* **Work to do**
Copy out the zero conf persistency article below word for word, from its date line to its final sentence.

* **Selection**
27 September 2010

Zero Conf Persistency

By Shay Banon

With the new “local gateway”, upcoming elasticsearch version 0.11 will provide zero conf long term persistency out of the box.

In the Search Engine Time Machine post, elasticsearch support for long term persistency is explained. The idea is built around providing long term persistency using a shared storage solution. A common storage option between all nodes (shared file system, S3, HDFS) is used to asynchronously write changes in both the cluster meta data (indices created, mappings) and the actual indices to it.

The shared storage option has several benefits. One obvious one is the ability to store (parts) the index in memory, and still maintain long term persistency in case of full cluster shutdown. It also provides a native solution if backup is required of the indices (to s3 for example).

It does come with an overhead though, the first is the actual need for a shared storage solution for long term persistency, which does complicate things for simpler and get it started scenarios. The other is the fact that potentially very large data set will be stored, where simply using a shared storage is an overhead that is unacceptable (mainly due to cost).

In upcoming 0.11 version, another gateway option is provided, called local gateway. The local gateway option allows the cluster to restore both its state and the indices from each node local storage (local file system). And, in order to provide the best out of the box experience, this gateway is now the default one set.

* **Record set**
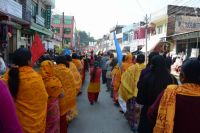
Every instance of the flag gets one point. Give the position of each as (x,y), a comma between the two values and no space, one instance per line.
(119,51)
(37,49)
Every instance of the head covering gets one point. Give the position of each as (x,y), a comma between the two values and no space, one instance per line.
(128,58)
(96,64)
(46,69)
(158,61)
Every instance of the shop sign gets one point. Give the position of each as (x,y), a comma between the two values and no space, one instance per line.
(187,24)
(39,20)
(48,17)
(11,7)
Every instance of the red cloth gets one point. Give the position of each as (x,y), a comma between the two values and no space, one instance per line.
(93,97)
(37,49)
(63,124)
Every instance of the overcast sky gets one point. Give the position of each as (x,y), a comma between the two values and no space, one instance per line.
(98,16)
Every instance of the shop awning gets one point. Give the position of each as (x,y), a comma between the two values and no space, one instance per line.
(151,44)
(41,29)
(8,17)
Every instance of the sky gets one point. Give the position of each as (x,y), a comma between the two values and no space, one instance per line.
(97,17)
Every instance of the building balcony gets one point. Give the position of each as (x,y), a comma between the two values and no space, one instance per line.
(11,7)
(49,2)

* **Written answer**
27 September 2010

Zero Conf Persistency

By Shay Banon

With the new “local gateway”, upcoming elasticsearch version 0.11 will provide zero conf long term persistency out of the box.

In the Search Engine Time Machine post, elasticsearch support for long term persistency is explained. The idea is built around providing long term persistency using a shared storage solution. A common storage option between all nodes (shared file system, S3, HDFS) is used to asynchronously write changes in both the cluster meta data (indices created, mappings) and the actual indices to it.

The shared storage option has several benefits. One obvious one is the ability to store (parts) the index in memory, and still maintain long term persistency in case of full cluster shutdown. It also provides a native solution if backup is required of the indices (to s3 for example).

It does come with an overhead though, the first is the actual need for a shared storage solution for long term persistency, which does complicate things for simpler and get it started scenarios. The other is the fact that potentially very large data set will be stored, where simply using a shared storage is an overhead that is unacceptable (mainly due to cost).

In upcoming 0.11 version, another gateway option is provided, called local gateway. The local gateway option allows the cluster to restore both its state and the indices from each node local storage (local file system). And, in order to provide the best out of the box experience, this gateway is now the default one set.